--- begin ---
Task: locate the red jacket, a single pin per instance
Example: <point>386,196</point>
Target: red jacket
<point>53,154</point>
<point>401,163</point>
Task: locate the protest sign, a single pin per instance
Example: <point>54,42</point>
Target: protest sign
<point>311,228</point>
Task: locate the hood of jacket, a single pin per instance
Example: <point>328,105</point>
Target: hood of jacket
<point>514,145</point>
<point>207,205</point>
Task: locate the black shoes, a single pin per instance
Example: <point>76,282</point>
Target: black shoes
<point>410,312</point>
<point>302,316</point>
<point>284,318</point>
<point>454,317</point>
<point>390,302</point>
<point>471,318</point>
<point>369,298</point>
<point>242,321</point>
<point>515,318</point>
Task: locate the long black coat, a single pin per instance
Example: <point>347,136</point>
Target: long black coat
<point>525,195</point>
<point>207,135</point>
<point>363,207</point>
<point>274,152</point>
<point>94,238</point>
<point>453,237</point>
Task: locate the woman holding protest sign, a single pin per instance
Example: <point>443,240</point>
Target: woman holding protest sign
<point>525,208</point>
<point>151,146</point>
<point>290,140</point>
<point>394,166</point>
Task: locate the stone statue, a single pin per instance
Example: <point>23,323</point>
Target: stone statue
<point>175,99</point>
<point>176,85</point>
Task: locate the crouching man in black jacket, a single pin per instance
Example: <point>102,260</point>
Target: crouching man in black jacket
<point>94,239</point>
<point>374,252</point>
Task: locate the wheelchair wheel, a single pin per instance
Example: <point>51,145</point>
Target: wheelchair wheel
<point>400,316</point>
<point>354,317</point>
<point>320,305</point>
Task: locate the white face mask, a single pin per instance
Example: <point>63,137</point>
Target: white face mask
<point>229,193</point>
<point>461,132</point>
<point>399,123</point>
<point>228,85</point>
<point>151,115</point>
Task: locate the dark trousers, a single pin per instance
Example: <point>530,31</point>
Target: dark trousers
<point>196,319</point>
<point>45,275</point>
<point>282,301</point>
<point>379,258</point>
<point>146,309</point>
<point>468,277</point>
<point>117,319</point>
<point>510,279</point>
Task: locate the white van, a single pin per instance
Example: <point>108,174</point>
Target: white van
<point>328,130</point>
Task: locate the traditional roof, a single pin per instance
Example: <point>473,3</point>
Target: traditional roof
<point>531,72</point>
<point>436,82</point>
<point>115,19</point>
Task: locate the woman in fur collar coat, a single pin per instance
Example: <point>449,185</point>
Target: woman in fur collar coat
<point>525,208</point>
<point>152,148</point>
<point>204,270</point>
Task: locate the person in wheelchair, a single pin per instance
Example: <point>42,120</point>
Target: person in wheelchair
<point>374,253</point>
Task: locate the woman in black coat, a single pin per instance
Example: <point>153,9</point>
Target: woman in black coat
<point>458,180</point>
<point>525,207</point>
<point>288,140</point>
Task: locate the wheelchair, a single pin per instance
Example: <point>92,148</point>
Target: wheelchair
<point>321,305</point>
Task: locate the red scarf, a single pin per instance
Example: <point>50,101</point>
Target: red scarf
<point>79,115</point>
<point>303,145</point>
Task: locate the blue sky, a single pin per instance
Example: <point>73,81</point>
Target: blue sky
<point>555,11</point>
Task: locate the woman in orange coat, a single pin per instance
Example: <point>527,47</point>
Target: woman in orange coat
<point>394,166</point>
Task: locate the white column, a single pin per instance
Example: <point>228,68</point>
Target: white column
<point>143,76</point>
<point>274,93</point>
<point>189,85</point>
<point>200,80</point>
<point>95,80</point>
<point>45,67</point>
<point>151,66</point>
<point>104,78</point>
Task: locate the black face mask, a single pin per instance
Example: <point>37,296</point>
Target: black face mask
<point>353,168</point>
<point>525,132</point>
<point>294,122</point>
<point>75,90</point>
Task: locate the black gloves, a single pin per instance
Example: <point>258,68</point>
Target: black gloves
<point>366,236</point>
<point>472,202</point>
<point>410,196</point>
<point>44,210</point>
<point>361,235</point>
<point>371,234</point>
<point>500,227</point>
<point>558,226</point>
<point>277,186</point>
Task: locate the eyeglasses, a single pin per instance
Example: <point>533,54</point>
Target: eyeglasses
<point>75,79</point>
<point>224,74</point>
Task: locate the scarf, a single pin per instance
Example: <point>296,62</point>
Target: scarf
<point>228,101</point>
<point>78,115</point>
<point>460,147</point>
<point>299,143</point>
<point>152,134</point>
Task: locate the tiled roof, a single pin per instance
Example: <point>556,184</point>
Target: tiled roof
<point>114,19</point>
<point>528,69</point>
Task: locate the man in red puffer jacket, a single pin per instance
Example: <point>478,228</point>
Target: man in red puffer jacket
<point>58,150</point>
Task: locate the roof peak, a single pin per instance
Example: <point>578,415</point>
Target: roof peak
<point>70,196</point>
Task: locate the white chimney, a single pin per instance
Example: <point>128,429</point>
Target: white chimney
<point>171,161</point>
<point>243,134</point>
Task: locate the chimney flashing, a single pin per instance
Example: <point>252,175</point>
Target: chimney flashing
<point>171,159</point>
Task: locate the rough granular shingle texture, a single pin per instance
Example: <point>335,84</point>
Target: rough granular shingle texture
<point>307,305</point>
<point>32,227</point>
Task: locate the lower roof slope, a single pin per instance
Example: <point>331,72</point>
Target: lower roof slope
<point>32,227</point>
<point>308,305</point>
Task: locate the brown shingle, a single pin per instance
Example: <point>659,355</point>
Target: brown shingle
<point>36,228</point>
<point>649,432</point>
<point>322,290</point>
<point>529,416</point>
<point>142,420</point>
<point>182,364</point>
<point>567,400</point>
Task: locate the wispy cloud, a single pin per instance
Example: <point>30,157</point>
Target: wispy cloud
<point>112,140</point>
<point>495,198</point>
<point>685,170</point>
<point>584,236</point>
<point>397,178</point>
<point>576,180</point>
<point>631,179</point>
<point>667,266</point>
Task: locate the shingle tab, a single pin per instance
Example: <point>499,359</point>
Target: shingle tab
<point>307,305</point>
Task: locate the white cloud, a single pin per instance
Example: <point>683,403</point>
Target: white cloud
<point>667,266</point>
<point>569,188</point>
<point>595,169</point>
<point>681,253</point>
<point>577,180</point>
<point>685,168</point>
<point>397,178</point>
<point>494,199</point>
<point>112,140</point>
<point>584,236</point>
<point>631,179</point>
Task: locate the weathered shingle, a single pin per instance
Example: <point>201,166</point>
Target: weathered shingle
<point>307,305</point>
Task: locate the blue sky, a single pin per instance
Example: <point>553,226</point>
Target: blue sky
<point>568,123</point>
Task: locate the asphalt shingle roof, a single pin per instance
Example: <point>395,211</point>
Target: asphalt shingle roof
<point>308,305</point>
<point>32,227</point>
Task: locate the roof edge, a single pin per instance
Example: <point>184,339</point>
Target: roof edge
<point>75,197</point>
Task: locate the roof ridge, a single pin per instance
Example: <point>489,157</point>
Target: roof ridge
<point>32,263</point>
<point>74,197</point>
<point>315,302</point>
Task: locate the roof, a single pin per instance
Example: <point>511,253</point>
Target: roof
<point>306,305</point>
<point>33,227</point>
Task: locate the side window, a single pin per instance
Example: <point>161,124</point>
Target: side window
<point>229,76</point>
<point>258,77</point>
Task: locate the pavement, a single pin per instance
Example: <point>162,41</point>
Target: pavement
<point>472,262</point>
--- end ---
Rewrite all of the data above so that every "a single pin per instance" becomes "one point for each occurrence", with nothing else changed.

Task: locate the red jacket, one point for each occurrence
Example: <point>386,196</point>
Target: red jacket
<point>53,154</point>
<point>401,163</point>
Task: locate the protest sign, one point for each occurrence
Example: <point>54,42</point>
Target: protest sign
<point>311,228</point>
Task: locate the hood of jacket, one point for each occurrence
Example: <point>328,105</point>
Target: hood of jacket
<point>514,145</point>
<point>207,205</point>
Task: locate the black shoes, one point for each occurrence
Example: <point>76,282</point>
Target: black shoes
<point>410,312</point>
<point>302,316</point>
<point>284,318</point>
<point>454,317</point>
<point>390,302</point>
<point>471,318</point>
<point>369,298</point>
<point>242,321</point>
<point>515,318</point>
Task: locate the long black coat, one point for each occurrence
Example: <point>347,136</point>
Target: long black coat
<point>525,195</point>
<point>207,135</point>
<point>363,207</point>
<point>274,152</point>
<point>94,238</point>
<point>453,237</point>
Task: locate the woman holding protest sign, one point for each occurrence
Example: <point>443,240</point>
Target: woman holding protest sign
<point>525,208</point>
<point>151,146</point>
<point>290,140</point>
<point>394,166</point>
Task: locate the stone statue, one point for each occurrence
Example: <point>23,323</point>
Target: stone statue
<point>175,99</point>
<point>176,85</point>
Task: locate the crouching man in black jacket, one point for each occurrence
Example: <point>102,260</point>
Target: crouching man in black jacket
<point>94,239</point>
<point>374,252</point>
Task: locate the wheelchair wheel, one point for each occurrence
Example: <point>51,145</point>
Target: wheelchair wheel
<point>400,316</point>
<point>354,317</point>
<point>320,305</point>
Task: locate the white face mask, one point for each occurrence
Example: <point>63,137</point>
Target: white face mask
<point>229,193</point>
<point>461,132</point>
<point>399,123</point>
<point>228,85</point>
<point>151,115</point>
Task: locate the dark trousers, one point for each occurrence
Example: <point>530,31</point>
Target: dark trousers
<point>196,319</point>
<point>45,275</point>
<point>282,301</point>
<point>379,258</point>
<point>146,309</point>
<point>468,277</point>
<point>117,319</point>
<point>510,279</point>
Task: locate the white van, one point for each occurrence
Example: <point>108,174</point>
Target: white van
<point>328,130</point>
Task: locate the traditional roof, one point for each occurrence
Example: <point>473,3</point>
Target: traditional roof
<point>531,72</point>
<point>436,82</point>
<point>115,19</point>
Task: locate the woman in fur collar coat, one point for each occurrence
Example: <point>449,185</point>
Target: woman in fur collar coat
<point>525,208</point>
<point>152,148</point>
<point>204,270</point>
Task: locate the person in wheelchair, one point for each occurrence
Example: <point>42,120</point>
Target: person in wheelchair
<point>374,253</point>
Task: locate the woman in black coat, one point for each occurrence
Example: <point>153,9</point>
Target: woman in black coat
<point>458,180</point>
<point>525,207</point>
<point>288,140</point>
Task: locate the wheelchair, one point for each occurrence
Example: <point>92,148</point>
Target: wheelchair
<point>321,305</point>
Task: locate the red scarf, one point for each occurrence
Example: <point>50,101</point>
Target: red scarf
<point>79,115</point>
<point>303,145</point>
Task: locate the blue sky, one point for each occurrence
Example: <point>73,81</point>
Target: blue sky
<point>555,11</point>
Task: locate the woman in orange coat, one point for each occurrence
Example: <point>527,47</point>
Target: woman in orange coat
<point>394,166</point>
Task: locate the white column, one point for each occurrence
Example: <point>228,68</point>
Target: white column
<point>143,76</point>
<point>274,93</point>
<point>189,85</point>
<point>200,80</point>
<point>95,80</point>
<point>45,67</point>
<point>151,66</point>
<point>104,78</point>
Task: locate the black face mask, one point for each occurrence
Example: <point>37,296</point>
Target: black face mask
<point>353,168</point>
<point>525,132</point>
<point>294,122</point>
<point>75,90</point>
Task: locate the black gloves, one point for each occurrence
Example: <point>258,68</point>
Target: black gloves
<point>366,236</point>
<point>472,202</point>
<point>410,196</point>
<point>44,210</point>
<point>361,235</point>
<point>371,234</point>
<point>500,227</point>
<point>558,226</point>
<point>277,186</point>
Task: locate the eyeglasses, one point for each occurrence
Example: <point>533,54</point>
Target: eyeglasses
<point>75,79</point>
<point>224,74</point>
Task: locate the scarf, one point for each occurrence
Example: <point>296,62</point>
Target: scarf
<point>228,101</point>
<point>78,115</point>
<point>460,147</point>
<point>299,143</point>
<point>152,134</point>
Task: locate the tiled roof, one point for each occurrence
Example: <point>556,184</point>
Target: tiled roof
<point>114,19</point>
<point>528,69</point>
Task: locate the man in red puffer jacket, one point for each occurrence
Example: <point>478,228</point>
Target: man in red puffer jacket
<point>58,150</point>
Task: locate the roof peak, one point for each occurrence
Example: <point>578,415</point>
Target: roof peak
<point>70,196</point>
Task: locate the white chimney, one point for each occurrence
Example: <point>128,429</point>
Target: white chimney
<point>171,161</point>
<point>243,134</point>
Task: locate the chimney flashing, one point for each occurrence
Example: <point>252,175</point>
Target: chimney flashing
<point>171,159</point>
Task: locate the rough granular shingle texture, one point for each occurrence
Example: <point>335,84</point>
Target: rough granular shingle texture
<point>307,305</point>
<point>32,227</point>
Task: locate the lower roof slope, one point for each occurrence
Example: <point>331,72</point>
Target: lower roof slope
<point>32,227</point>
<point>308,305</point>
Task: locate the brown shingle, one point for each occurrence
Example: <point>659,355</point>
Target: brown shingle
<point>36,228</point>
<point>649,432</point>
<point>322,290</point>
<point>529,416</point>
<point>142,420</point>
<point>182,364</point>
<point>567,400</point>
Task: locate the wispy cloud, one point for each occurrence
Example: <point>30,157</point>
Target: wispy cloud
<point>112,140</point>
<point>495,198</point>
<point>685,170</point>
<point>584,236</point>
<point>397,178</point>
<point>576,180</point>
<point>631,179</point>
<point>667,266</point>
Task: locate the shingle tab, one point for each occurrence
Example: <point>499,359</point>
Target: shingle tab
<point>307,305</point>
Task: locate the white cloud, one point for each occurrence
Example: <point>683,403</point>
Target: white cloud
<point>667,266</point>
<point>569,188</point>
<point>595,169</point>
<point>681,253</point>
<point>577,180</point>
<point>685,168</point>
<point>397,178</point>
<point>494,199</point>
<point>112,140</point>
<point>584,236</point>
<point>631,179</point>
Task: locate the weathered shingle, one point for each occurrence
Example: <point>201,166</point>
Target: weathered shingle
<point>307,305</point>
Task: locate the blue sky, one point for each occurrence
Example: <point>553,226</point>
Target: blue sky
<point>568,123</point>
Task: locate the asphalt shingle roof, one point for each occurrence
Example: <point>395,211</point>
Target: asphalt shingle roof
<point>308,305</point>
<point>32,227</point>
Task: locate the roof edge, one point for each occurrence
Example: <point>184,339</point>
Target: roof edge
<point>75,197</point>
Task: locate the roof ridge, one point for each occurrence
Example: <point>489,157</point>
Target: roof ridge
<point>32,263</point>
<point>74,197</point>
<point>315,302</point>
Task: locate the roof, one point for each occurrence
Example: <point>511,253</point>
Target: roof
<point>306,305</point>
<point>33,227</point>
Task: locate the side window, one point for each occurrence
Example: <point>161,124</point>
Target: side window
<point>229,76</point>
<point>258,77</point>
Task: locate the pavement, one point for each occurrence
Example: <point>162,41</point>
Target: pavement
<point>472,262</point>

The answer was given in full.